▸ **EXERCISE PROMPT**
The output must be the data, printed exactly as written.

▸ **GIVEN ENTRIES**

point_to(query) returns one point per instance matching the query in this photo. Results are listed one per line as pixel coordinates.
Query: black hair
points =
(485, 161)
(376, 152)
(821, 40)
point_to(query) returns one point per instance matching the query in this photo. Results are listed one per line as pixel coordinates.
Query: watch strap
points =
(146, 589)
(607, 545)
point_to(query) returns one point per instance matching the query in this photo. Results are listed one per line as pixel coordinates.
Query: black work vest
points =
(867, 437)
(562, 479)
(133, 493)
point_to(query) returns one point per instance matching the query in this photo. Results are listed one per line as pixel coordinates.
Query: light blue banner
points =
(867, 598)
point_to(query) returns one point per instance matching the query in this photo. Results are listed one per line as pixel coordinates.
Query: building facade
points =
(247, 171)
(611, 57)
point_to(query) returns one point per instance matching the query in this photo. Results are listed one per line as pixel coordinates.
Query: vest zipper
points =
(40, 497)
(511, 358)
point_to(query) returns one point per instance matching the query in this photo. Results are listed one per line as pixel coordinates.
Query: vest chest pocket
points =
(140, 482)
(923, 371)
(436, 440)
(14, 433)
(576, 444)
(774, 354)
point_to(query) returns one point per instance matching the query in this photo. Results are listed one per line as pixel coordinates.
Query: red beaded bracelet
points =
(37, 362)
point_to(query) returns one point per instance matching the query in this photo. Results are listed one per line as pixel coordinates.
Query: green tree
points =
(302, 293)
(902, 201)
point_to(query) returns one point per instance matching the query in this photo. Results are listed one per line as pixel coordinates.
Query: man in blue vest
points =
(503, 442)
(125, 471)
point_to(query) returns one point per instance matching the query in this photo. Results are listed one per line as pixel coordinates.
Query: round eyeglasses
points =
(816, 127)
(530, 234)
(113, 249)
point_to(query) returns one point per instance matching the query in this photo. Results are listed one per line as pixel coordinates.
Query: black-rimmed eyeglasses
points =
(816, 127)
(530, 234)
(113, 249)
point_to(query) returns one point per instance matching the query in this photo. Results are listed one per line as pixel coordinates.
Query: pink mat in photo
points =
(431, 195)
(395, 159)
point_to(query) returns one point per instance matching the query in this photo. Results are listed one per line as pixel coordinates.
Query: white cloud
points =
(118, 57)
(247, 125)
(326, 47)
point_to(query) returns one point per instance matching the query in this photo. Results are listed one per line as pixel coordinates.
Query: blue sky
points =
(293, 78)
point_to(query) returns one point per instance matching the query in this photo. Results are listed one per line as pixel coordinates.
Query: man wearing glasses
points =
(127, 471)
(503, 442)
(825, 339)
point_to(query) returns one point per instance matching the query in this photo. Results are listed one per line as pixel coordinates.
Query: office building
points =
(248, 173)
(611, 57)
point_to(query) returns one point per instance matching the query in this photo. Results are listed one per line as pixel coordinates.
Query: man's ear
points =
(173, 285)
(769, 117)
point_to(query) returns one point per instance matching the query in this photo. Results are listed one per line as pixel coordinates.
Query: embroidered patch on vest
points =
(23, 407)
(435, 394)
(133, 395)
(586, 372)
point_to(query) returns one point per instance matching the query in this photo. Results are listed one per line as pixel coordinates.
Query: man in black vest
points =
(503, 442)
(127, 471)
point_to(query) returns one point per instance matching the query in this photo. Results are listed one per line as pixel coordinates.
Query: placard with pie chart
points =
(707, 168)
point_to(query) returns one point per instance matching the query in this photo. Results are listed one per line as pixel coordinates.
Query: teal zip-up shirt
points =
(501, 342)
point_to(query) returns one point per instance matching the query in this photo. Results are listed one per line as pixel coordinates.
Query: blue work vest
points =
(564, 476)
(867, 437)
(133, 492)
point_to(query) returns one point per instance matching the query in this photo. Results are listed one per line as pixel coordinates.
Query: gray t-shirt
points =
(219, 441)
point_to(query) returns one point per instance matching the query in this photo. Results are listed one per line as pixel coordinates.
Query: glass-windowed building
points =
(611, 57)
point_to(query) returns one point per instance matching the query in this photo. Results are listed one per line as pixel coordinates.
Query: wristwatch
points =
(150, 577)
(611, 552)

▸ **EXERCISE RESULT**
point_to(query) returns one point per instance matching the query in this photo. Results are listed one per line as pixel coordinates.
Query: black hair
points =
(485, 161)
(376, 152)
(821, 40)
point_to(query) returns one point per instance matching the query in this photo. Results are listed one per line as pixel coordinates.
Query: watch strap
points =
(146, 589)
(607, 545)
point_to(query) returns one point per instance matching the query in this photo. Results are listed one per line as pixel coordinates.
Query: black work vest
points =
(867, 437)
(562, 479)
(133, 493)
point_to(query) returns one point per instance matching the query in this photo. Results are listed one per line as pixel coordinates.
Query: light blue banner
points =
(867, 598)
point_to(query) returns one point per instance matching the query in this photo. Results are listed one per line as pixel coordinates.
Query: building facade
points =
(247, 171)
(611, 57)
point_to(query) returns one point per instance matching the query in this photo. Results are listed one per line as pixel coordinates.
Query: vest zipper
points =
(40, 497)
(511, 358)
point_to(query) returns one point per instance matching the query in this photo. Results are listed one per line as pixel coordinates.
Query: vest chest pocket
points =
(140, 482)
(923, 371)
(436, 440)
(14, 433)
(576, 444)
(774, 354)
point_to(query) returns one point per instance matching the query in this photo. Results are listed one per line as pixel coordinates.
Query: red beaded bracelet
points =
(37, 362)
point_to(query) returns one point per instance matching the query in this photo. Results are listed one per line as pixel coordinates.
Query: green tree
points =
(302, 293)
(902, 201)
point_to(query) returns one point per instance matching the query in this photo. Results are listed one per line as pixel coordinates.
Query: man in blue vest
points =
(503, 442)
(125, 471)
point_to(query) returns one point per instance matching the query in this photo. Results are listed one per line as pixel coordinates.
Query: round eyeglasses
points =
(816, 127)
(530, 234)
(113, 249)
point_to(query) returns one point per instance matching the query in this photo. Results are listed one per line as pixel coordinates.
Query: black-rimmed eyeglasses
points =
(816, 127)
(530, 234)
(113, 249)
point_to(query) returns one point per instance matching the query in this photo. Results are listed one per line as pixel coordinates.
Query: pink mat in photo
points =
(431, 195)
(395, 159)
point_to(query) returns one point per instance matching the query in this photo. Results are listed one per line as pixel coordinates.
Query: white cloud
points =
(118, 57)
(247, 125)
(326, 47)
point_to(query) returns one point per instance matching the query in this photo. Results are listed one per line as pixel coordinates.
Query: blue sky
points =
(293, 78)
point_to(query) returns one point per instance matching the query in this photo. Results are listed one per line as pixel coordinates.
Query: man wearing glasses
points =
(127, 471)
(503, 442)
(825, 339)
point_to(query) returns one point per instance matching the query in this photo. Results are listed one per line as pixel coordinates.
Query: office building
points =
(248, 173)
(611, 57)
point_to(query) returns one point per instance matching the query in this photo. Results are listed one per line as pixel coordinates.
Query: man's ear
points =
(173, 285)
(769, 117)
point_to(query) returns one point per instance matching the query in this photo. Results are listed one per line as pixel coordinates.
Query: embroidered patch on vest
points =
(23, 407)
(435, 394)
(133, 395)
(586, 372)
point_to(query) returns one point per instance matching the query in this photo. Results are listed one per line as pixel coordinates.
Query: man in black vest
points =
(503, 442)
(127, 471)
point_to(query) returns one point per instance matching the query in this photo. Results are listed one per line as pixel coordinates.
Query: placard with pie chart
points =
(707, 168)
point_to(query) returns one point per instance matching the query in this photo. Results are listed one per line as pixel coordinates.
Query: teal zip-up shirt
points =
(501, 342)
point_to(query) returns one point per instance matching the query in this photo. Results are listed one per line as pixel coordinates.
Query: blue work vest
points =
(564, 476)
(867, 437)
(133, 492)
point_to(query) returns one point per instance matching the query in this photo. Results are listed one per line as pixel coordinates.
Query: gray t-shirt
points =
(219, 441)
point_to(query) returns one point per instance matching the query in this photo. Results are listed one per line as pixel coordinates.
Query: glass-windowed building
points =
(611, 57)
point_to(query) returns one point per instance matching the query in this photo. Results are listed one per line as pixel coordinates.
Query: wristwatch
points =
(150, 577)
(611, 552)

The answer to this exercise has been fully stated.